§ AIM OF THE EXERCISE: Please copy every line of the material exactly.

§ DATA FOR ANALYSIS:

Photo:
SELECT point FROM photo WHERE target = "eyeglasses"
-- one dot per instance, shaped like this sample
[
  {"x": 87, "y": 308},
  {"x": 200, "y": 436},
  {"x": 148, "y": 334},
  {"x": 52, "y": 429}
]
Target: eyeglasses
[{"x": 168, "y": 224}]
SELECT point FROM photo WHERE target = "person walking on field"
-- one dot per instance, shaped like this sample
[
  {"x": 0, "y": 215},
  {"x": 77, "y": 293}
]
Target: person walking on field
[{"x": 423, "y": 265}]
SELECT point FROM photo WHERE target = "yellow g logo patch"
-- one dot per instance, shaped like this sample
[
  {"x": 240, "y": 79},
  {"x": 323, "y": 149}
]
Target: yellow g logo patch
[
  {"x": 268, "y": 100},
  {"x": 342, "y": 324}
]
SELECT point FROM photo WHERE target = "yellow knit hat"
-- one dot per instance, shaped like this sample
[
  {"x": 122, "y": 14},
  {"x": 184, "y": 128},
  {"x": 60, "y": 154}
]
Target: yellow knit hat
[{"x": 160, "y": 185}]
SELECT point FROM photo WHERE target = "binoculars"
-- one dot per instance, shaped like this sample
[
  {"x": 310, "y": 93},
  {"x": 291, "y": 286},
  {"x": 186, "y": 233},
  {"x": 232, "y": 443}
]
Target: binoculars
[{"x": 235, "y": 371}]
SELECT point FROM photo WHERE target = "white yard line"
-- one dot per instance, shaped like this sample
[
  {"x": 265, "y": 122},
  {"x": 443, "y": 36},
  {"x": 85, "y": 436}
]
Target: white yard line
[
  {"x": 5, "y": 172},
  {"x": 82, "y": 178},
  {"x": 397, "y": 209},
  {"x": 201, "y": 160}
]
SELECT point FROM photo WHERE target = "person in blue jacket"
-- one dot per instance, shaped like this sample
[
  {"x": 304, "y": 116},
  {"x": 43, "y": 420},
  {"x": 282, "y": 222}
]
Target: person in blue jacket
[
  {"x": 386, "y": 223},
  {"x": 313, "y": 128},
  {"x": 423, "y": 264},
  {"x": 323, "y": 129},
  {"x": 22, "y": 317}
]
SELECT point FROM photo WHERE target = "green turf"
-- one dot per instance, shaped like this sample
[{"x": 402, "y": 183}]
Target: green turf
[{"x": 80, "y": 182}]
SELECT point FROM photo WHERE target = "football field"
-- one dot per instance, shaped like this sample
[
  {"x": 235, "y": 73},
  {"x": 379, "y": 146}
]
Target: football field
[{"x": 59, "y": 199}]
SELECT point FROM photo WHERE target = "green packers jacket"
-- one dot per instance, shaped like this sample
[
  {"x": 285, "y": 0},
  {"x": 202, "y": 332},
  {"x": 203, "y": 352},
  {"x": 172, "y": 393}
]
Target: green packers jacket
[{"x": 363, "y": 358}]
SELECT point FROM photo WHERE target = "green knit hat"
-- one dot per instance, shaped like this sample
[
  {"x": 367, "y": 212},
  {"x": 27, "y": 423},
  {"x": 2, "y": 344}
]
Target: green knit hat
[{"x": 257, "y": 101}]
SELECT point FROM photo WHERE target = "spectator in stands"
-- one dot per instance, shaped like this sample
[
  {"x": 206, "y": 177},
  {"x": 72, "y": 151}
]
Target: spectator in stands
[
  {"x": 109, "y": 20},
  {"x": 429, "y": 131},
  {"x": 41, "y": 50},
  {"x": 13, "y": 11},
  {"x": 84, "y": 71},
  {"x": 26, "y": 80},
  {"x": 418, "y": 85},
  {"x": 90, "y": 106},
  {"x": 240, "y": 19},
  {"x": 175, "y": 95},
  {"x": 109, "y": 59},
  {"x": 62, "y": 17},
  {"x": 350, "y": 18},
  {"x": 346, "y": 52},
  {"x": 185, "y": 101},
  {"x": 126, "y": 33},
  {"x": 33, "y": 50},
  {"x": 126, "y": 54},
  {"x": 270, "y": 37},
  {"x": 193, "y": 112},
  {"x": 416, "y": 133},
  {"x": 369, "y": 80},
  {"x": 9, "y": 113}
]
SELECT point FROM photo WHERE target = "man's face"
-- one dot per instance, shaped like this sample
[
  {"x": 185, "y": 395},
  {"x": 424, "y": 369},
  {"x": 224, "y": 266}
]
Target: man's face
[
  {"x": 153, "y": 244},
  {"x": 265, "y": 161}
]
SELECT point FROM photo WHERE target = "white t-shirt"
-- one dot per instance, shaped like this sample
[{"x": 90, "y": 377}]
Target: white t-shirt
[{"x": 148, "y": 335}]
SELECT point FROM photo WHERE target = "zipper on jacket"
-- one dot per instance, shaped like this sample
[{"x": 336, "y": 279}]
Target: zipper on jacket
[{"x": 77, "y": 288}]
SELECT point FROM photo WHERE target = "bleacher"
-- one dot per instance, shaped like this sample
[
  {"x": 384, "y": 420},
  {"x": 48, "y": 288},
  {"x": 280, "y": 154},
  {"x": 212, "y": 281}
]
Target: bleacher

§ WRITTEN RESPONSE:
Photo:
SELECT point FROM photo WHERE target = "eyeglasses"
-- one dot per instance, shaped like this sample
[
  {"x": 87, "y": 308},
  {"x": 200, "y": 436},
  {"x": 148, "y": 334},
  {"x": 52, "y": 429}
]
Target: eyeglasses
[{"x": 168, "y": 224}]
SELECT point FROM photo WHERE target = "person walking on field"
-- one dot per instance, shaped like this sample
[
  {"x": 0, "y": 215},
  {"x": 77, "y": 293}
]
Target: person walking on field
[{"x": 423, "y": 265}]
SELECT point FROM photo WHERE target = "yellow g logo patch"
-- one dot per instance, shaped like this sample
[
  {"x": 240, "y": 79},
  {"x": 323, "y": 149}
]
Target: yellow g logo patch
[
  {"x": 268, "y": 100},
  {"x": 342, "y": 324}
]
SELECT point FROM photo WHERE target = "yellow knit hat"
-- one dot per instance, shaped like this sample
[
  {"x": 122, "y": 14},
  {"x": 184, "y": 128},
  {"x": 60, "y": 154}
]
Target: yellow knit hat
[{"x": 160, "y": 185}]
SELECT point FROM photo WHERE target = "binoculars"
-- one dot per instance, shaped like this sample
[
  {"x": 310, "y": 93},
  {"x": 291, "y": 286},
  {"x": 186, "y": 233},
  {"x": 232, "y": 443}
]
Target: binoculars
[{"x": 235, "y": 371}]
SELECT point FROM photo WHERE target = "white yard line"
-- one dot per instance, shaped like this sample
[
  {"x": 265, "y": 122},
  {"x": 443, "y": 36},
  {"x": 85, "y": 436}
]
Target: white yard line
[
  {"x": 5, "y": 172},
  {"x": 82, "y": 178},
  {"x": 397, "y": 209},
  {"x": 201, "y": 160}
]
SELECT point FROM photo WHERE target = "person in blue jacket"
-- one dot per instance, shaped like this sample
[
  {"x": 304, "y": 116},
  {"x": 43, "y": 420},
  {"x": 282, "y": 222}
]
Target: person in blue jacket
[
  {"x": 386, "y": 223},
  {"x": 313, "y": 128},
  {"x": 423, "y": 264},
  {"x": 323, "y": 129},
  {"x": 22, "y": 317}
]
SELECT point FROM photo WHERE target = "green turf"
-- one dot per instance, shaped like this sample
[{"x": 402, "y": 183}]
Target: green turf
[{"x": 80, "y": 182}]
SELECT point FROM photo WHERE target = "football field"
-- one dot per instance, shaped like this sample
[
  {"x": 235, "y": 73},
  {"x": 379, "y": 146}
]
Target: football field
[{"x": 59, "y": 199}]
SELECT point FROM photo WHERE target = "green packers jacket"
-- one dot per instance, shaped like this sample
[
  {"x": 285, "y": 0},
  {"x": 202, "y": 332},
  {"x": 203, "y": 352},
  {"x": 172, "y": 393}
]
Target: green packers jacket
[{"x": 363, "y": 358}]
SELECT point FROM photo WHERE target = "green knit hat"
-- one dot per instance, shaped like this sample
[
  {"x": 367, "y": 212},
  {"x": 27, "y": 423},
  {"x": 2, "y": 344}
]
Target: green knit hat
[{"x": 257, "y": 101}]
SELECT point FROM photo WHERE target = "spectator in stands"
-- one dot per instance, shaped like this sample
[
  {"x": 206, "y": 177},
  {"x": 72, "y": 151}
]
Target: spectator in stands
[
  {"x": 109, "y": 20},
  {"x": 429, "y": 131},
  {"x": 41, "y": 50},
  {"x": 13, "y": 11},
  {"x": 84, "y": 71},
  {"x": 26, "y": 80},
  {"x": 418, "y": 85},
  {"x": 90, "y": 106},
  {"x": 240, "y": 19},
  {"x": 175, "y": 95},
  {"x": 109, "y": 59},
  {"x": 62, "y": 17},
  {"x": 350, "y": 18},
  {"x": 346, "y": 52},
  {"x": 185, "y": 101},
  {"x": 126, "y": 33},
  {"x": 33, "y": 50},
  {"x": 126, "y": 54},
  {"x": 270, "y": 37},
  {"x": 193, "y": 112},
  {"x": 416, "y": 133},
  {"x": 369, "y": 80},
  {"x": 9, "y": 113}
]
SELECT point FROM photo WHERE target = "man's face"
-- one dot per instance, shaped like this sample
[
  {"x": 185, "y": 395},
  {"x": 424, "y": 369},
  {"x": 224, "y": 266}
]
Target: man's face
[
  {"x": 153, "y": 244},
  {"x": 265, "y": 161}
]
SELECT point FROM photo WHERE target = "white t-shirt"
-- one dot per instance, shaped like this sample
[{"x": 90, "y": 377}]
Target: white t-shirt
[{"x": 148, "y": 335}]
SELECT point FROM photo WHERE target = "zipper on jacket"
-- one dot per instance, shaped like this sample
[{"x": 336, "y": 279}]
Target: zipper on jacket
[{"x": 77, "y": 288}]
SELECT point FROM photo WHERE target = "bleacher"
-- one dot per instance, shaped like this sample
[
  {"x": 384, "y": 420},
  {"x": 48, "y": 288},
  {"x": 280, "y": 154},
  {"x": 212, "y": 281}
]
Target: bleacher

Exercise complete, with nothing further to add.